• _TASKS_:
a) Answer these questions using the factory history:
(i) On what date did the building known as Ansonia Copper and Brass catch fire?
(ii) In what year did Holmes, Booth & Haydens begin manufacturing on the plot of land?
(iii) To what city did Henry Hayden travel to find an expert in daguerreotype plate production?
b) Transcribe word for word the passage of the factory history that opens with the words containing "WTNH Channel 8" and closes with "be laid out.".

## START EXTRACT

Saturday, August 04, 2018

The Life and Death of a Factory

Waterbury has lost another historic factory building to catastrophic fire. The building most recently known as Ansonia Copper and Brass caught fire on July 30, 2018. The dramatic fire was covered by all of the area news media.

WTNH Channel 8 coverage of the factory fire, July 31, 2018

Amazingly, the fire was contained to just one building. Sadly, it was the oldest and most beautiful building in a sprawling complex of historic factory buildings, with a rich history that made it worth preserving.

Holmes, Booth, & Haydens

The first manufacturing operation on this plot of land was that of Holmes, Booth & Haydens in 1853.  Before that, the land was used for farming, part of the fertile pastures that ran along the rivers. As manufacturing grew, farmlands were replaced with factories.

The 1852 map of Waterbury below shows South Main Street running straight down the middle, with Benedict & Burnham factory buildings between the Mad River and the Naugatuck River. The Waterbury Jewelry Company can also be seen next to Great Brook, where Jewelry Street would someday be laid out.

Detail, H. Irvine & Richard Clark, publisher, Map of the Town of Waterbury, 1852
Norman B. Leventhal Map & Education Center,  Boston Public Library

Israel Holmes, the founder of the company, was already experienced in the running of brass companies in Waterbury, starting with an early iteration of Scovill in 1820. John C. Booth joined Holmes in starting the new business after two decades in the sales divisions of various manufacturers in Meriden and Waterbury. The Haydens portion of the name is plural, as there were two brothers involved: Henry H. and Hiram W. Hayden. Hiram W. Hayden was a prolific inventor whose patented spinning process opened up new possibilities for making goods out of brass. His brass kettle, made using the spinning process, can still be found at flea markets and antique shops.

Hiram Hayden's inventions also included photographic processes. In 1851, the Waterbury American newspaper reported that Hayden had figured out how to print a positive photograph on paper at any size (Waterbury American, 14 Feb 1851, reprinted in Anderson, ed., The Town and City of Waterbury, Volume II, p. 357). Hayden does not appear to have pursued this invention further.

When the new company started, their product line included daguerreotype plates, a brass plate with a highly polished silver surface on which the photograph appears. Hiram's brother Henry traveled to Paris, the birthplace of daguerreotypes, to find an expert in daguerreotype plate production to oversee their operations in that area. He came back with August Brassart, who would later gain fame in the U.S. for having made the daguerreotype possible by creating the polished plate requested by Louis Daguerre in 1838 ("The First Man to Make Daguerreotype Plates," The Photographic Times and American Photographer, Vol. XIX, 8 Feb 1889, pp. 73).

## END EXTRACT
## START PROVIDED MATERIAL

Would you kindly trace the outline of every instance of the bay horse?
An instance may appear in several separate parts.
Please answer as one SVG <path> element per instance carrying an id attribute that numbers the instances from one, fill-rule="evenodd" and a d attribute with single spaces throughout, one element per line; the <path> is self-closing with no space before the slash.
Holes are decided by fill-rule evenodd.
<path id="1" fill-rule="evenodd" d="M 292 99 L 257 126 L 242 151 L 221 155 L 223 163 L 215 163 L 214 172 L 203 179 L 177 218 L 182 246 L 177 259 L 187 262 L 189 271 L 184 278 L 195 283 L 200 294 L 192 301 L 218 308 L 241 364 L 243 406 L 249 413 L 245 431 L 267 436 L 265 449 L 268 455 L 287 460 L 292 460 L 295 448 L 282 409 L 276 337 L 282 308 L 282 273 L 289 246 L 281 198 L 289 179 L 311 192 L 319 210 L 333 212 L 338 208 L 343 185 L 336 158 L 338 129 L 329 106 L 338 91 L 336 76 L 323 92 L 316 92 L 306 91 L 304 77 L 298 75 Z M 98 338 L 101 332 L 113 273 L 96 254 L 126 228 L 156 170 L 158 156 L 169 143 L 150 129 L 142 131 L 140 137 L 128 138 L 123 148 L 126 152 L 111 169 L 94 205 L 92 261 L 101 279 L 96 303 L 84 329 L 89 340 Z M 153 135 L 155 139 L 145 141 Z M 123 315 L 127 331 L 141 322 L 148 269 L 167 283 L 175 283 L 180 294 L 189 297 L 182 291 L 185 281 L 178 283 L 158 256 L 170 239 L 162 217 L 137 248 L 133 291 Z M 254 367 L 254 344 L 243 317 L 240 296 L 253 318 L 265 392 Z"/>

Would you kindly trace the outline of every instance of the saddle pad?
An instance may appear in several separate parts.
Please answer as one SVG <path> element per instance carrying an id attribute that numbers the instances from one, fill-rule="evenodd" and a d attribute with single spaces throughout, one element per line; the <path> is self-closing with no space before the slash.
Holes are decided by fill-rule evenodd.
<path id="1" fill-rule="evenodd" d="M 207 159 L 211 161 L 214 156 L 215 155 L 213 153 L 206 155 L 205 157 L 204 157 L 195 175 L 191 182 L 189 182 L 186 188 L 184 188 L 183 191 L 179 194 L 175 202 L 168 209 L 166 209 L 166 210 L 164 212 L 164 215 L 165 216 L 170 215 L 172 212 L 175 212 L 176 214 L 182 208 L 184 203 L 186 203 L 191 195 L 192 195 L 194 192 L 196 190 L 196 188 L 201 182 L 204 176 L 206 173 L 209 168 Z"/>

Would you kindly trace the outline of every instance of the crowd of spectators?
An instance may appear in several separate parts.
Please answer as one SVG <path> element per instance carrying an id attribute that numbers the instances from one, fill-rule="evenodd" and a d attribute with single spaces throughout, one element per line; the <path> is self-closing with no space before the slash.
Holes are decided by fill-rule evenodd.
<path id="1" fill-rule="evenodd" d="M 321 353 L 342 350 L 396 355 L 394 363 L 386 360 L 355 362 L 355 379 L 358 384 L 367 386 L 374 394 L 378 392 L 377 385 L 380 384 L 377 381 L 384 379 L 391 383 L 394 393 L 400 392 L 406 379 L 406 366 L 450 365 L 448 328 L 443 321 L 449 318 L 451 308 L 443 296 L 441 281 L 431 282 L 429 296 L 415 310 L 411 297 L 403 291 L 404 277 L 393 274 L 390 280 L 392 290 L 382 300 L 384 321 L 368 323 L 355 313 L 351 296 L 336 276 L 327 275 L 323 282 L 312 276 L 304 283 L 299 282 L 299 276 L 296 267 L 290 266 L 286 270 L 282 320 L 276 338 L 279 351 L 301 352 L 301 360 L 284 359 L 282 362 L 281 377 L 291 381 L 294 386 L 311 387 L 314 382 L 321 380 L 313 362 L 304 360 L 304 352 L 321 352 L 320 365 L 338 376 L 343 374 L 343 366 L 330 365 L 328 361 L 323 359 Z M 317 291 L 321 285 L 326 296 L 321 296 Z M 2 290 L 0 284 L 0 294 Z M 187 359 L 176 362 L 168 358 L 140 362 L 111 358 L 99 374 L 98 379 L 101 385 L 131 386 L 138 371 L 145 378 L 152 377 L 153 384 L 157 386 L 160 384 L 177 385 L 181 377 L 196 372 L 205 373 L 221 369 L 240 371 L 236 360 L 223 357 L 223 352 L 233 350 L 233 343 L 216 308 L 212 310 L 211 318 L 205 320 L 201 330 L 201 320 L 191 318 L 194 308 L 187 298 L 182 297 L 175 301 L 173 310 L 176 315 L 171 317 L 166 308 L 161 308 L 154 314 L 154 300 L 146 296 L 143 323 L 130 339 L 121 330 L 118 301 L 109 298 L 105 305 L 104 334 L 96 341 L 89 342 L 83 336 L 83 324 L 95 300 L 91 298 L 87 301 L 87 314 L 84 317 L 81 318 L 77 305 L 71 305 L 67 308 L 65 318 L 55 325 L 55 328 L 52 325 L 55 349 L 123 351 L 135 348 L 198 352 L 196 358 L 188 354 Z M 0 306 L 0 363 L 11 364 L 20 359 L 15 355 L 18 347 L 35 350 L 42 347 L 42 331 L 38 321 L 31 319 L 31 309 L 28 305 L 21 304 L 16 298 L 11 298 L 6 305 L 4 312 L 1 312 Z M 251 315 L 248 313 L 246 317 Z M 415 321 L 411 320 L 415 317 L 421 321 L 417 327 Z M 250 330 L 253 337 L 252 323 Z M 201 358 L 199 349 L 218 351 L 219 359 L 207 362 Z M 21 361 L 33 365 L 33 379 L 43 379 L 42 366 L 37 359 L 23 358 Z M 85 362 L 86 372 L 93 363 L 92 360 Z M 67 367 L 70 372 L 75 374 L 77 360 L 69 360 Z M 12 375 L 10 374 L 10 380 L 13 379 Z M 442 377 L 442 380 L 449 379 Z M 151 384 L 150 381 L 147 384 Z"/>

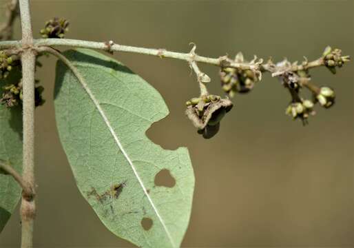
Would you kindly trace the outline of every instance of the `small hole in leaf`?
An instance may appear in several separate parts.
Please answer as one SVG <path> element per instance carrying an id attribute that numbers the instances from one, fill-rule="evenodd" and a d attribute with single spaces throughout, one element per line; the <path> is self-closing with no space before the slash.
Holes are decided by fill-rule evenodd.
<path id="1" fill-rule="evenodd" d="M 155 176 L 155 185 L 172 187 L 176 185 L 176 180 L 171 176 L 169 170 L 161 169 Z"/>
<path id="2" fill-rule="evenodd" d="M 149 218 L 143 218 L 141 220 L 141 226 L 145 231 L 149 231 L 152 228 L 152 224 L 154 222 Z"/>

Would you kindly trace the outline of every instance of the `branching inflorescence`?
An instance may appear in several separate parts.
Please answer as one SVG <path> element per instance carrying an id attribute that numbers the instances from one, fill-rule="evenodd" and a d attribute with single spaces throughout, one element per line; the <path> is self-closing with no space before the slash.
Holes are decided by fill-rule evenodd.
<path id="1" fill-rule="evenodd" d="M 63 39 L 68 31 L 69 22 L 65 19 L 54 18 L 45 23 L 40 34 L 43 39 L 33 39 L 28 0 L 20 0 L 22 40 L 8 41 L 12 35 L 12 25 L 18 15 L 19 3 L 11 0 L 8 6 L 5 22 L 0 25 L 0 79 L 6 85 L 0 85 L 2 94 L 0 103 L 8 107 L 23 105 L 23 174 L 21 176 L 10 165 L 0 163 L 0 170 L 12 175 L 22 186 L 24 192 L 21 216 L 23 220 L 23 247 L 32 247 L 33 219 L 35 216 L 34 203 L 34 107 L 42 105 L 41 97 L 43 87 L 34 84 L 34 59 L 43 54 L 52 54 L 63 60 L 69 68 L 74 70 L 70 62 L 61 55 L 54 47 L 67 46 L 101 50 L 109 53 L 125 52 L 138 53 L 160 58 L 171 58 L 187 62 L 195 72 L 200 92 L 197 97 L 186 103 L 186 114 L 198 129 L 198 132 L 205 138 L 214 136 L 219 130 L 220 122 L 233 107 L 229 98 L 238 94 L 250 92 L 255 85 L 262 80 L 263 73 L 270 72 L 277 77 L 282 85 L 289 91 L 291 100 L 286 108 L 286 114 L 293 119 L 300 119 L 303 124 L 307 123 L 309 116 L 315 114 L 315 104 L 329 108 L 335 103 L 335 92 L 333 89 L 318 87 L 311 82 L 309 74 L 311 69 L 325 66 L 332 73 L 349 61 L 348 56 L 343 56 L 339 49 L 328 46 L 317 59 L 309 61 L 307 59 L 299 64 L 297 61 L 290 63 L 287 59 L 273 63 L 269 59 L 254 58 L 251 61 L 244 59 L 241 52 L 234 59 L 227 56 L 219 58 L 202 56 L 196 53 L 196 45 L 189 52 L 180 53 L 165 49 L 149 49 L 114 43 L 114 41 L 94 42 Z M 211 79 L 200 69 L 198 63 L 207 63 L 220 68 L 221 86 L 226 96 L 222 98 L 210 94 L 207 85 Z M 40 63 L 37 61 L 37 65 Z M 23 79 L 12 78 L 14 71 L 22 72 Z M 75 74 L 75 73 L 74 73 Z M 302 94 L 304 90 L 312 93 L 312 99 L 306 99 Z"/>
<path id="2" fill-rule="evenodd" d="M 196 73 L 200 94 L 198 97 L 192 98 L 187 101 L 186 114 L 198 128 L 198 133 L 207 138 L 212 137 L 217 133 L 220 127 L 220 121 L 225 113 L 232 108 L 233 104 L 229 99 L 233 98 L 238 94 L 250 92 L 255 85 L 262 80 L 262 74 L 265 72 L 270 72 L 272 76 L 278 78 L 290 93 L 291 100 L 286 108 L 286 114 L 293 119 L 300 119 L 304 125 L 306 124 L 308 118 L 315 113 L 314 107 L 316 103 L 318 103 L 322 107 L 329 108 L 335 101 L 333 90 L 329 87 L 320 87 L 314 85 L 311 81 L 309 70 L 320 66 L 325 66 L 332 73 L 335 74 L 337 68 L 341 68 L 350 60 L 348 56 L 342 55 L 340 50 L 332 49 L 329 46 L 325 48 L 319 59 L 309 61 L 305 58 L 300 64 L 298 61 L 291 63 L 287 59 L 275 63 L 271 59 L 264 63 L 263 59 L 258 59 L 256 56 L 254 56 L 251 61 L 247 61 L 244 59 L 242 52 L 238 52 L 234 59 L 231 59 L 227 56 L 214 59 L 198 55 L 196 53 L 195 45 L 189 53 L 179 53 L 167 51 L 165 49 L 149 49 L 118 45 L 112 41 L 92 42 L 64 39 L 63 38 L 68 31 L 68 25 L 69 22 L 63 18 L 55 17 L 47 21 L 45 28 L 40 32 L 42 37 L 45 39 L 34 40 L 33 49 L 39 50 L 39 48 L 43 46 L 65 45 L 99 49 L 110 53 L 113 52 L 139 53 L 187 61 L 190 68 Z M 17 54 L 21 50 L 21 48 L 16 41 L 0 43 L 0 48 L 1 46 L 8 48 L 0 53 L 0 56 L 2 56 L 2 59 L 0 58 L 2 61 L 0 64 L 0 70 L 2 76 L 6 77 L 12 70 L 12 61 L 19 59 Z M 12 51 L 13 54 L 9 54 L 8 51 Z M 222 99 L 220 96 L 209 93 L 207 85 L 209 83 L 211 79 L 200 70 L 198 63 L 211 64 L 220 68 L 221 86 L 226 93 L 226 97 Z M 14 94 L 14 92 L 9 94 L 8 89 L 10 86 L 4 86 L 8 92 L 3 93 L 1 99 L 2 103 L 8 107 L 16 105 L 19 101 L 17 99 L 13 101 L 13 96 L 10 96 L 11 94 Z M 13 86 L 11 89 L 14 89 L 13 90 L 17 92 Z M 38 97 L 37 105 L 39 105 L 43 102 L 41 96 L 43 87 L 39 87 L 37 89 Z M 301 92 L 304 89 L 307 89 L 312 92 L 311 99 L 306 99 L 302 96 Z"/>
<path id="3" fill-rule="evenodd" d="M 254 58 L 251 61 L 244 59 L 243 54 L 239 52 L 234 59 L 227 56 L 217 59 L 199 56 L 196 53 L 196 45 L 189 53 L 179 53 L 167 51 L 165 49 L 148 49 L 122 45 L 109 42 L 92 42 L 64 39 L 65 32 L 68 31 L 69 22 L 63 18 L 55 17 L 45 23 L 45 26 L 41 30 L 42 39 L 34 40 L 33 49 L 39 50 L 41 47 L 72 46 L 113 52 L 127 52 L 158 56 L 160 58 L 172 58 L 184 60 L 188 62 L 190 68 L 196 73 L 198 83 L 200 88 L 198 97 L 194 97 L 187 101 L 186 114 L 192 121 L 198 133 L 205 138 L 211 138 L 216 134 L 220 127 L 220 121 L 233 106 L 229 98 L 238 94 L 249 93 L 262 80 L 262 74 L 265 72 L 271 73 L 272 76 L 280 79 L 284 87 L 289 91 L 291 100 L 286 108 L 286 114 L 293 119 L 300 119 L 303 124 L 308 123 L 308 118 L 315 114 L 314 107 L 319 103 L 322 107 L 329 108 L 335 102 L 335 93 L 329 87 L 317 87 L 311 79 L 309 70 L 320 66 L 326 67 L 332 73 L 335 74 L 337 68 L 341 68 L 346 62 L 349 61 L 348 56 L 342 56 L 339 49 L 327 47 L 322 55 L 313 61 L 307 59 L 298 64 L 298 61 L 293 63 L 287 59 L 275 63 L 271 59 L 263 63 L 263 59 Z M 18 54 L 21 48 L 17 41 L 0 43 L 0 48 L 6 50 L 0 52 L 0 76 L 6 77 L 12 69 L 12 63 L 19 60 Z M 220 68 L 221 86 L 226 93 L 226 97 L 210 94 L 207 85 L 211 81 L 210 78 L 202 72 L 198 63 L 208 63 Z M 19 65 L 19 63 L 17 63 Z M 21 103 L 21 83 L 15 85 L 3 86 L 1 102 L 8 107 Z M 43 87 L 36 87 L 37 100 L 37 105 L 43 103 L 41 96 Z M 301 95 L 301 92 L 307 89 L 312 92 L 311 99 L 306 99 Z M 19 92 L 17 94 L 17 92 Z M 15 96 L 19 95 L 19 97 Z"/>

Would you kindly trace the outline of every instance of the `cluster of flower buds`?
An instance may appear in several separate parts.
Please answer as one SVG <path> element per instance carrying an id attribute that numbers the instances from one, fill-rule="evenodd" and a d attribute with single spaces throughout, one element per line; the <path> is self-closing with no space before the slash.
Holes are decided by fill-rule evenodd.
<path id="1" fill-rule="evenodd" d="M 216 134 L 220 121 L 233 107 L 230 100 L 211 94 L 193 98 L 186 105 L 187 116 L 198 128 L 198 133 L 205 138 Z"/>
<path id="2" fill-rule="evenodd" d="M 13 66 L 19 65 L 19 56 L 8 54 L 6 50 L 0 51 L 0 79 L 7 78 Z"/>
<path id="3" fill-rule="evenodd" d="M 334 91 L 329 87 L 321 87 L 319 93 L 315 95 L 315 100 L 318 101 L 321 106 L 326 108 L 333 106 L 335 99 L 335 94 Z"/>
<path id="4" fill-rule="evenodd" d="M 330 46 L 327 46 L 324 49 L 322 55 L 324 65 L 333 74 L 337 72 L 336 67 L 341 68 L 344 63 L 350 61 L 349 56 L 342 56 L 340 49 L 332 50 Z"/>
<path id="5" fill-rule="evenodd" d="M 257 58 L 249 62 L 250 65 L 256 65 Z M 244 61 L 243 54 L 241 52 L 237 54 L 235 58 L 236 63 L 247 63 Z M 247 93 L 252 90 L 254 84 L 260 80 L 260 71 L 250 69 L 241 70 L 238 68 L 222 67 L 220 72 L 222 90 L 230 97 L 233 97 L 236 92 Z"/>
<path id="6" fill-rule="evenodd" d="M 310 100 L 303 100 L 301 101 L 291 103 L 285 113 L 293 117 L 293 119 L 300 118 L 302 121 L 302 123 L 307 123 L 307 118 L 309 115 L 314 115 L 315 114 L 313 111 L 314 103 Z"/>
<path id="7" fill-rule="evenodd" d="M 64 38 L 69 30 L 69 21 L 63 18 L 54 17 L 45 23 L 45 27 L 41 30 L 43 38 Z"/>
<path id="8" fill-rule="evenodd" d="M 22 81 L 14 85 L 9 85 L 3 87 L 2 98 L 0 103 L 7 107 L 17 106 L 22 103 Z M 34 104 L 36 107 L 42 105 L 45 100 L 42 97 L 42 92 L 44 88 L 42 86 L 37 86 L 34 88 Z"/>

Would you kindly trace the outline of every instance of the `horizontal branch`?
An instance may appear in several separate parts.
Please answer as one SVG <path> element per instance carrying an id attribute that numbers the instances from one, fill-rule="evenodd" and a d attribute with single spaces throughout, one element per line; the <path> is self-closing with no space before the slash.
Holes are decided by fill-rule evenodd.
<path id="1" fill-rule="evenodd" d="M 25 180 L 23 178 L 9 165 L 0 162 L 0 169 L 2 169 L 6 174 L 8 174 L 14 178 L 14 179 L 19 183 L 19 185 L 23 190 L 23 195 L 29 198 L 32 198 L 34 195 L 33 189 L 31 187 L 30 183 Z"/>
<path id="2" fill-rule="evenodd" d="M 167 51 L 165 49 L 154 49 L 134 47 L 130 45 L 124 45 L 115 44 L 111 42 L 94 42 L 86 41 L 81 40 L 74 40 L 67 39 L 40 39 L 34 41 L 35 46 L 70 46 L 75 48 L 91 48 L 103 50 L 107 52 L 125 52 L 136 54 L 142 54 L 147 55 L 157 56 L 160 58 L 171 58 L 184 60 L 186 61 L 196 61 L 205 63 L 211 65 L 221 66 L 224 63 L 227 63 L 228 67 L 237 68 L 242 70 L 247 69 L 258 69 L 256 65 L 249 65 L 244 63 L 236 63 L 230 59 L 227 59 L 225 56 L 220 58 L 209 58 L 198 54 L 188 53 L 182 53 L 176 52 Z"/>

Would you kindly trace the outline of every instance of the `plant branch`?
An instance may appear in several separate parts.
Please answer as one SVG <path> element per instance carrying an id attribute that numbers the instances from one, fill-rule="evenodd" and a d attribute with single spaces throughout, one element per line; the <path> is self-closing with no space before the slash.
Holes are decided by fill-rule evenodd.
<path id="1" fill-rule="evenodd" d="M 16 17 L 19 15 L 19 1 L 11 0 L 7 4 L 5 21 L 0 25 L 0 41 L 9 40 L 12 38 L 13 25 Z"/>
<path id="2" fill-rule="evenodd" d="M 125 52 L 147 55 L 157 56 L 160 58 L 171 58 L 189 61 L 191 54 L 176 52 L 170 52 L 165 49 L 153 49 L 138 48 L 119 44 L 112 44 L 109 42 L 94 42 L 67 39 L 39 39 L 34 41 L 36 47 L 41 46 L 70 46 L 82 48 L 103 50 L 107 52 Z M 111 45 L 112 44 L 112 45 Z M 0 46 L 1 46 L 0 43 Z M 236 63 L 225 56 L 220 58 L 209 58 L 195 54 L 193 60 L 196 62 L 208 63 L 217 66 L 227 65 L 227 67 L 238 68 L 240 69 L 258 69 L 256 65 L 249 65 L 247 63 Z"/>
<path id="3" fill-rule="evenodd" d="M 33 50 L 33 36 L 29 0 L 20 0 L 22 28 L 21 56 L 23 112 L 23 176 L 34 188 L 34 70 L 36 51 Z M 36 215 L 34 198 L 22 197 L 21 216 L 22 225 L 21 248 L 33 247 L 33 227 Z"/>
<path id="4" fill-rule="evenodd" d="M 193 69 L 196 75 L 197 76 L 197 80 L 199 83 L 199 87 L 200 88 L 200 96 L 206 96 L 208 94 L 208 90 L 205 86 L 205 83 L 210 82 L 210 78 L 205 73 L 202 72 L 197 63 L 194 61 L 189 62 L 191 68 Z"/>
<path id="5" fill-rule="evenodd" d="M 22 178 L 22 176 L 9 165 L 0 162 L 0 169 L 2 169 L 6 174 L 8 174 L 14 178 L 14 179 L 19 183 L 23 190 L 23 194 L 28 198 L 33 198 L 34 192 L 30 183 Z"/>
<path id="6" fill-rule="evenodd" d="M 22 28 L 22 48 L 30 47 L 33 43 L 32 23 L 29 0 L 20 1 L 21 27 Z"/>

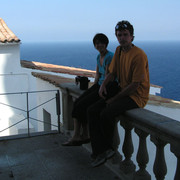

## END PROVIDED MATERIAL

• _ANSWERS TO THE PROBLEMS_:
a)
(i) July 30, 2018
(ii) 1853
(iii) Paris

b)
WTNH Channel 8 coverage of the factory fire, July 31, 2018

Amazingly, the fire was contained to just one building. Sadly, it was the oldest and most beautiful building in a sprawling complex of historic factory buildings, with a rich history that made it worth preserving.

Holmes, Booth, & Haydens

The first manufacturing operation on this plot of land was that of Holmes, Booth & Haydens in 1853.  Before that, the land was used for farming, part of the fertile pastures that ran along the rivers. As manufacturing grew, farmlands were replaced with factories.

The 1852 map of Waterbury below shows South Main Street running straight down the middle, with Benedict & Burnham factory buildings between the Mad River and the Naugatuck River. The Waterbury Jewelry Company can also be seen next to Great Brook, where Jewelry Street would someday be laid out.